WHAT TO WORK ON:
1 > In the acne text, what share of Americans does acne directly affect at least once during their lives?
2 > List the things the acne text names as risk factors for acne.
3 > Carry the acne text forward from its final sentence.

DOCUMENT EXTRACT:
....

Acne is a prevalent skin condition among people of all races and ages, although it is more common in teens and young adults (NIAMS, 2020). It is wherein the pores of one’s skin get blocked by hair, bacteria, dead skin cells, or sebum, an oily waxy substance produced by the body’s sebaceous glands, bacteria, and inflammation. 

These blockages are primarily the culprit for whiteheads, blackheads, nodules, and other pimple types. But this is not an exhaustive list of causes. Mainly, in women adults, hormonal imbalances and fluctuations during the menstrual cycle can also contribute to acne, while stress, hormonal contraceptives, and smoking are considered risk factors. Some studies also suggest that women adults are four times more likely to experience acne than men. (Ansell, 2021)

Acne directly affects eighty percent of Americans at least once during their lives. Twenty percent of them have severe acne, which could lead to permanent physical and mental scarring. In other words, even a successful acne battle can leave you with acne scars and emotional and psychological trauma. Given that acne can result in such feelings and experiences, it is not a surprise that researchers have found acne to develop depression and anxiety among people. In Patient.Info (2018), it was revealed that people with acne had an increased risk of developing major depression. Because acne is a visible skin condition, it can certainly damage one’s confidence, self-esteem, self-worth, and social skills.

....

EXCERPTED DATA:
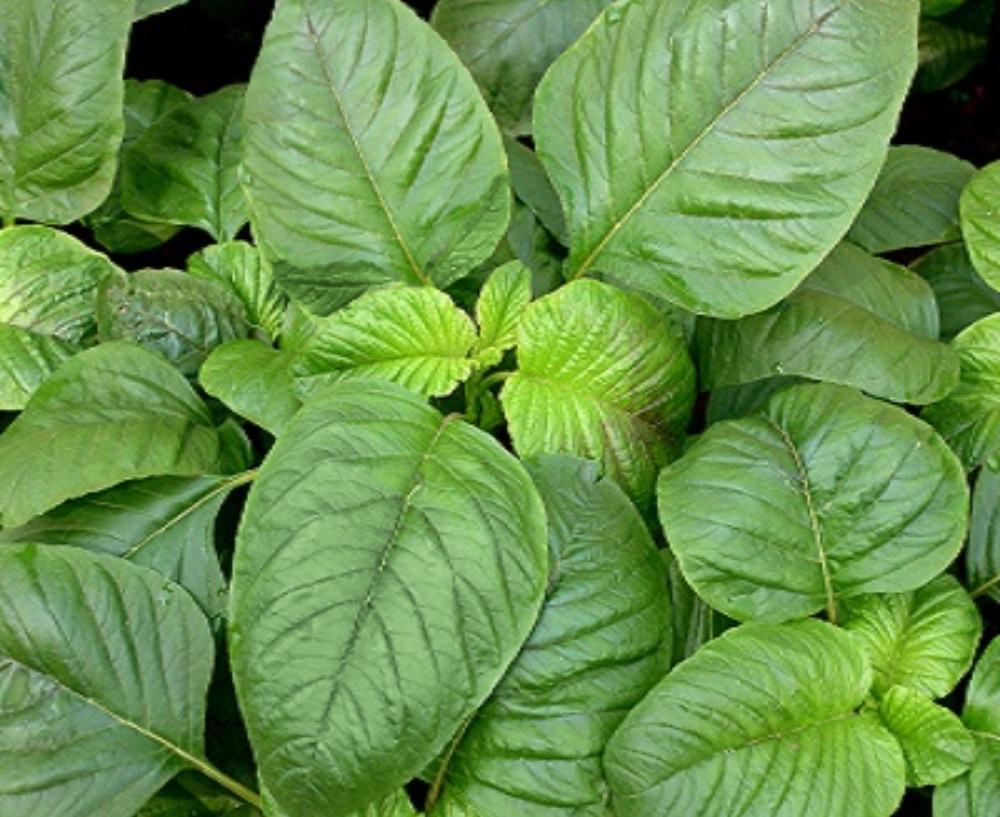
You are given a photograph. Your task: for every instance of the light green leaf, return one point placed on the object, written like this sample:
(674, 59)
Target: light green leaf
(600, 375)
(60, 105)
(762, 720)
(413, 336)
(104, 670)
(389, 565)
(534, 749)
(502, 301)
(981, 222)
(26, 360)
(717, 178)
(116, 397)
(180, 316)
(924, 639)
(935, 744)
(370, 155)
(914, 201)
(238, 266)
(969, 417)
(962, 295)
(254, 381)
(165, 523)
(856, 320)
(825, 495)
(509, 44)
(183, 169)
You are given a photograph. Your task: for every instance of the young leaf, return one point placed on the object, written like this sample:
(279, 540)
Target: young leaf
(509, 44)
(253, 381)
(761, 720)
(116, 398)
(413, 336)
(60, 105)
(104, 670)
(969, 417)
(359, 101)
(848, 495)
(720, 178)
(914, 201)
(856, 320)
(389, 565)
(239, 267)
(182, 170)
(600, 375)
(935, 744)
(502, 301)
(924, 639)
(182, 317)
(601, 642)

....

ANSWERS FOR THIS EXERCISE:
1 > Eighty percent.

2 > Stress, hormonal contraceptives, smoking

3 >
Acne can also become a hindrance in the workplace. In AA Dermatology (2018), it was revealed that acne, alongside several other common conditions, had been linked to adverse outcomes in the job market. A study from the University of Houston and Rice University found that acne breakouts and scars can distract the interviewer in a job interview leading to a negative turnout. This means that the working and professional adolescents and adults exposed to various social functions and have to project themselves in the conduct of their jobs can jeopardize their mental health because of an experience with acne. The content of one’s presentations in meetings and webinars is not the only thing people focus on these days. They have their eyes on the presenter, too, from the clothes he wears to the texture of his skin. Therefore, aside from your slides, your overall look, including your skin and teeth, is observed at a distance. Disapproval of others towards these can lead to a negative experience which can dampen someone’s self-conception.

Additionally, adults can also be exposed to or are prone to having work-related stress. Although it may not directly cause acne, other contributing factors like depression and anxiety may worsen and aggravate inflammatory responses. Researchers shed light on the fact that acne healing is slowed down when a person is under stress. Slower healing assures that pimples stay longer and are even more susceptible to progress in terms of severity.

Also, according to Health Line (2019), when a person is anxious or depressed, their interpretation of their skin can change drastically. A simple zit can be a massive deal as acne may attach too much weight to their condition and amplify negative feelings. They may also Even refrain from attending social events and retreat from interactions due to lowered self-outlook. Indeed, having acne can alter one’s perception of self. So, what can be done to avoid further mental health strains?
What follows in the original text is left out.